TO DO - Every line of the data should be retyped with no difference from the original.
[MATERIALS PROVIDED — start]
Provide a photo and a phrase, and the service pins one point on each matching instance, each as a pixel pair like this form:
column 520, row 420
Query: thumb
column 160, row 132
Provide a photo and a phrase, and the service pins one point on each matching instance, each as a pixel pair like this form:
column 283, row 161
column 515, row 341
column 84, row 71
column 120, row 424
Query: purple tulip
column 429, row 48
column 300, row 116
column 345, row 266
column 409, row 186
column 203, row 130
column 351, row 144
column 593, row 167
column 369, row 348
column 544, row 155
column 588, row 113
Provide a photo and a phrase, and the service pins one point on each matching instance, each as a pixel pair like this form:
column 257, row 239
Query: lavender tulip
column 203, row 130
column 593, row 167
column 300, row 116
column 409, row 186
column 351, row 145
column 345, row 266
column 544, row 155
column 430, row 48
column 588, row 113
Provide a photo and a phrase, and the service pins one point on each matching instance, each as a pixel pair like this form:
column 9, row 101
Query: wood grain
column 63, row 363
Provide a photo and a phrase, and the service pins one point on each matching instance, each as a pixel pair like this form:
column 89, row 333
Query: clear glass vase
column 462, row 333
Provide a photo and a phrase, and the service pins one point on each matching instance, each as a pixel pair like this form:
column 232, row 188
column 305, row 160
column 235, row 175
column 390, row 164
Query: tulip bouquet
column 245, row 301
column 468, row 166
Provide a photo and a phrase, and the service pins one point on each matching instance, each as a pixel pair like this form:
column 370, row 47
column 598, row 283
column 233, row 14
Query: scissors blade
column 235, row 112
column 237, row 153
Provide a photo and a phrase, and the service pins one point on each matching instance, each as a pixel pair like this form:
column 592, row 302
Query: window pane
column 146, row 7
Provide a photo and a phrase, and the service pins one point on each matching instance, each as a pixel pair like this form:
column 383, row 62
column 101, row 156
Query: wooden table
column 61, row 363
[MATERIALS PROVIDED — finish]
TASK RESULT -
Provide a photo and a phrase, and the service pins one point on each matching instance, each as a pixel pair like this form:
column 520, row 420
Query: thumb
column 160, row 132
Provide a photo and a phrase, and the service pins one point on each matching instance, each as a pixel pair like this form:
column 283, row 161
column 515, row 341
column 84, row 71
column 120, row 424
Query: purple tulip
column 429, row 48
column 300, row 116
column 345, row 266
column 409, row 186
column 203, row 130
column 351, row 144
column 593, row 167
column 369, row 348
column 544, row 155
column 588, row 113
Provide a photo and a phrase, and the service pins one point on each matching instance, each as a pixel pair like this form:
column 257, row 239
Query: lavender tulip
column 203, row 130
column 593, row 167
column 300, row 116
column 409, row 186
column 351, row 145
column 345, row 266
column 544, row 155
column 430, row 48
column 588, row 113
Provide a photo and a phrase, and the service pins one point on each matching instance, each as a pixel pair like this form:
column 9, row 101
Query: wood grain
column 63, row 363
Provide a photo and a phrase, and the service pins one point on each matching instance, each as a pixel pair like this form:
column 89, row 333
Query: clear glass vase
column 462, row 333
Provide a photo and a phrase, and the service pins one point on each matching instance, each as a pixel pair like this form:
column 232, row 188
column 305, row 160
column 235, row 175
column 390, row 164
Query: tulip bouquet
column 245, row 301
column 468, row 166
Provide a photo and a phrase, and the service pins one point on each matching instance, each as a pixel pair like this form:
column 370, row 47
column 598, row 283
column 233, row 14
Query: scissors blade
column 235, row 112
column 237, row 153
Provide a photo and a phrase, and the service pins one point on each matching instance, each as a pixel pair like this form:
column 592, row 302
Query: window pane
column 146, row 7
Provide a photo and a phrase, and the service pins one point on each matching instance, each as a pixel pair like this form:
column 383, row 62
column 101, row 156
Query: wooden table
column 61, row 363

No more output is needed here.